■ Given text:
Jonah Mowry versus Bullying

There’s something very satisfying when teens themselves participate in issues that not only affect them directly but also affect many others outside their demographic.

Enter Jonah Mowry, the 14-year-old Californian middle school student who has attracted interest from Lady Gaga and other celebrities (including Jane Lynch, Rosie O’Donnell, Perez Hilton, Paula Abdul, Ricky Martin, Zooey Deschanel and Jordan Sparks) thanks initially to a YouTube video (titled “Whats goin on…”) he posted in which he addressed the issue of bullying. Although “addressed” is probably an understatement. He got to grips with it and wrestled with it to the point of extreme vulnerability, and we defy anyone not to be moved by this emotionally devastating video.

Closing in on 10 million viewers later, Mowry has now launched a weekly advice video.

Each week, he answers any questions he receives via his Twitter account and from the many YouTube comments below his videos, in a roundup on his YouTube Channel. He has so far discussed self harm (cutting), emotional triggers and depression.

Citing the 55,000 subscribers he amassed after the initial video, Mowry says “I wanted to turn that into something good. I want people to know they’re not alone and that they can get through bullying and depression like I did.” He is refreshingly free of psychobabble while cutting to the core of the issues: “Depression is like being sad but it’s a whole lot worse,” he said. “I hated being around people and talking to people so I’d sleep all day and stay up at night.”

Given his personal familiarity with the issues of bullying and depression, it can’t be overstated how courageous this boy is. And it doesn’t end there. In February, he headlined the launch of Monster March in San Francisco, appearing with the family members of teens who had been harassed into ending their lives.

Given the displays of cruelty in some corners of the internet, Mowry’s mother, Peggysue Mowry, was initially and understandably concerned about her son making advice videos, and spoke with his therapist about the issue. In the end, the entire experience appears to have helped Jonah successfully navigate some of the very obstacles he discusses in his videos: “It’s less walking on eggshells and he’s even-keeled even though he’s still a teen,” she said. “He’s a lot more fun and his true personality is out. He isn’t always angry and upset.”

Mowry has no intention of quitting, claiming he’ll keep making videos until they’re no longer needed. After which, he says, “Once I get all this sad stuff out of the way, I can be happier and joking.”

Is this the perfect story of how the internet can both create and solve problems for young people?

■ Information:
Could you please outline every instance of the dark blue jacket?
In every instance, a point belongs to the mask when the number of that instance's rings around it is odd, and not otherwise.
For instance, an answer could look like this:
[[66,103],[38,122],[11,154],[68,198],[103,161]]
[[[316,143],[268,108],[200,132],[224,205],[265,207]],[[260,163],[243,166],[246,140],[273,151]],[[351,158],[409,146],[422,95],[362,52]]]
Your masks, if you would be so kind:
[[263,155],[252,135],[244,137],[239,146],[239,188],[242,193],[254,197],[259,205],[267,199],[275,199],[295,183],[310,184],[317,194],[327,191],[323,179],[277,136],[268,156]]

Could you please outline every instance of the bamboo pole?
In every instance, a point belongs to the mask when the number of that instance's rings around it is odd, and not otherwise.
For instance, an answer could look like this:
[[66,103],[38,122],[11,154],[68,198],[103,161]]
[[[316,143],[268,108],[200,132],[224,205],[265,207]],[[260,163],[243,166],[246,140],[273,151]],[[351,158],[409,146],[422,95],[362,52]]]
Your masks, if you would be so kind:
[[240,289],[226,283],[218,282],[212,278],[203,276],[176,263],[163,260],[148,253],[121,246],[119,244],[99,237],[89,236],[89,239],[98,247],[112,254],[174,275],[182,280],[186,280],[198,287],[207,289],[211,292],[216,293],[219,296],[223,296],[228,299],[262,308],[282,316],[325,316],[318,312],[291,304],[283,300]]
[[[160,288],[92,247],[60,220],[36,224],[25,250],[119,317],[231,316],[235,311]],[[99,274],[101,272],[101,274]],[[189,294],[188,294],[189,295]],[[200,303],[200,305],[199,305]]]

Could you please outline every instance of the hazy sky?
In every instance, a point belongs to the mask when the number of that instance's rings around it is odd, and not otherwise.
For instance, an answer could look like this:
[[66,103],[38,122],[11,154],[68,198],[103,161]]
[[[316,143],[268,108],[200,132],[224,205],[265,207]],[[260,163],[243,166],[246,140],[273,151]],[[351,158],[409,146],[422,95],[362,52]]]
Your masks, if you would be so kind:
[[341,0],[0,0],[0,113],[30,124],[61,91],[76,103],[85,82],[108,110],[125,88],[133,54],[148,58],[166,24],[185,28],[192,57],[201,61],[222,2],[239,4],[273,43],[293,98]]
...
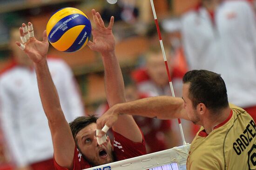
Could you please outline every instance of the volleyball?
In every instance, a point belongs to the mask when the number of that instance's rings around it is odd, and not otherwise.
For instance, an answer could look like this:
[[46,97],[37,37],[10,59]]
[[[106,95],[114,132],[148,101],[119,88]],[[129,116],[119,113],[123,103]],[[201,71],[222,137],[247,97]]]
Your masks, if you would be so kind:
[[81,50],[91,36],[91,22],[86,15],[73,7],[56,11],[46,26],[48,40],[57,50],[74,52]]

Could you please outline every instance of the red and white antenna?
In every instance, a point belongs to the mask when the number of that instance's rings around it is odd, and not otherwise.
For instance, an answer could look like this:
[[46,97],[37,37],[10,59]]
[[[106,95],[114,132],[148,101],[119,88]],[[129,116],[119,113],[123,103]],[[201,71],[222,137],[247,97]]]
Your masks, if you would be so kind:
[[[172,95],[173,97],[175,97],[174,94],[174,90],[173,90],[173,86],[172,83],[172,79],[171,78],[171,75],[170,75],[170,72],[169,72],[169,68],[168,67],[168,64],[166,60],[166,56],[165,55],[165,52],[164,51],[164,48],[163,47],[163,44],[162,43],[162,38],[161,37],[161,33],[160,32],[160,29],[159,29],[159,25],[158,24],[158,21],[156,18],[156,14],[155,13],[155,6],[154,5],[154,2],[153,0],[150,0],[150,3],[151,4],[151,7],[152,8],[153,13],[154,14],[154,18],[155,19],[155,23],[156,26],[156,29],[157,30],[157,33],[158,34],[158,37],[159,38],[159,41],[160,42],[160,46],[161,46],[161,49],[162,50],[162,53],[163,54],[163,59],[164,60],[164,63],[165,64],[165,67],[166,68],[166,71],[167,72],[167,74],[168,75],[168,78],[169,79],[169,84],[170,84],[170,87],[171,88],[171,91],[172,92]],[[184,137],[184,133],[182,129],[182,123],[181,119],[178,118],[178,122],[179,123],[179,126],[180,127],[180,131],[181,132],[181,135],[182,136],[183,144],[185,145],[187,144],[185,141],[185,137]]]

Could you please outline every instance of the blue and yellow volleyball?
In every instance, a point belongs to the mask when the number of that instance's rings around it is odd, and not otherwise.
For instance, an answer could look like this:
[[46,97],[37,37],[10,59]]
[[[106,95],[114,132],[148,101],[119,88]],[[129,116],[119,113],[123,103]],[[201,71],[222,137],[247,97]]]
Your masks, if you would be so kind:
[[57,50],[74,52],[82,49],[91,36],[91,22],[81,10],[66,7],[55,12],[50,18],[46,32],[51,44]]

■ About this task: In three sentences, summarize the text on Jonah Mowry given above.

■ Written reply: Jonah Mowry, a 14-year-old middle school student from California, drew interest from Lady Gaga and other celebrities after posting a YouTube video about bullying. With close to 10 million viewers, he has launched a weekly advice video that answers questions from Twitter and YouTube comments on topics such as self harm, emotional triggers and depression, and in February he headlined the launch of Monster March in San Francisco. His mother was initially worried about him making advice videos, but the experience appears to have helped him, and he plans to keep making videos until they are no longer needed.